Exercise — Omit each picture as you copy the entries exactly.

Provided data —
● ● ● ● ●

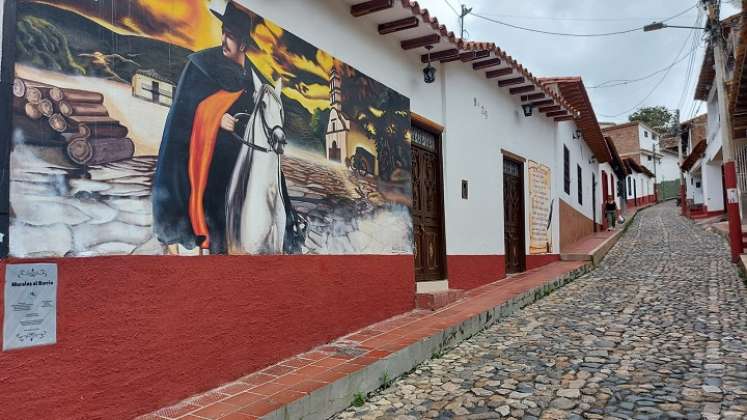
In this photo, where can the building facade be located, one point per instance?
(282, 200)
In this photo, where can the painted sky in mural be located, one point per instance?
(100, 86)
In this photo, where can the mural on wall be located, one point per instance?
(177, 127)
(540, 208)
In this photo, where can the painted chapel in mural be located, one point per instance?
(154, 127)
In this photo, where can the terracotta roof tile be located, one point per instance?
(469, 46)
(574, 91)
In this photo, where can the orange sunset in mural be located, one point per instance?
(113, 91)
(191, 25)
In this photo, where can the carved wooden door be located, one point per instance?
(513, 215)
(427, 207)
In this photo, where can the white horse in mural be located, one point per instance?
(255, 209)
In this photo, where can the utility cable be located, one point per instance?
(626, 31)
(655, 87)
(453, 9)
(690, 68)
(621, 82)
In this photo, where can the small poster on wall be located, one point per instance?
(30, 306)
(540, 209)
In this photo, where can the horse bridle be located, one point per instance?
(275, 135)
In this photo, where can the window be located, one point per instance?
(566, 170)
(580, 186)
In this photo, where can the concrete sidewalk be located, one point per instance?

● ● ● ● ●

Solution to this exercise —
In this photo, where can the building facade be located, one point per instance?
(282, 200)
In this photo, where can the painted sky in mural be located, one point per instance?
(100, 86)
In this photo, where can the mural on wall be located, one point per instance?
(177, 127)
(540, 208)
In this photo, where can the painted chapel in mural be located, one point per instance?
(154, 127)
In this photo, where can the terracotta roof tile be located, one point per instance?
(469, 46)
(574, 91)
In this photo, where can the orange sunset in mural be located, one point per instance?
(113, 91)
(191, 25)
In this photo, where can the carved wooden door be located, one point per instance?
(513, 215)
(427, 207)
In this photo, where can the white horse in mural be located, one point per instance?
(255, 209)
In this photo, where can the utility cable be located, one point per instance?
(626, 31)
(655, 87)
(453, 9)
(690, 68)
(621, 82)
In this photo, where can the small poster on wall be located, one point per instance?
(30, 306)
(540, 209)
In this photo, where can the horse bridle be located, one point per instance?
(275, 135)
In this photo, where can the window be located, one point per instance?
(566, 170)
(580, 186)
In this photo, where can the concrete sidewalk be located, one point per instance?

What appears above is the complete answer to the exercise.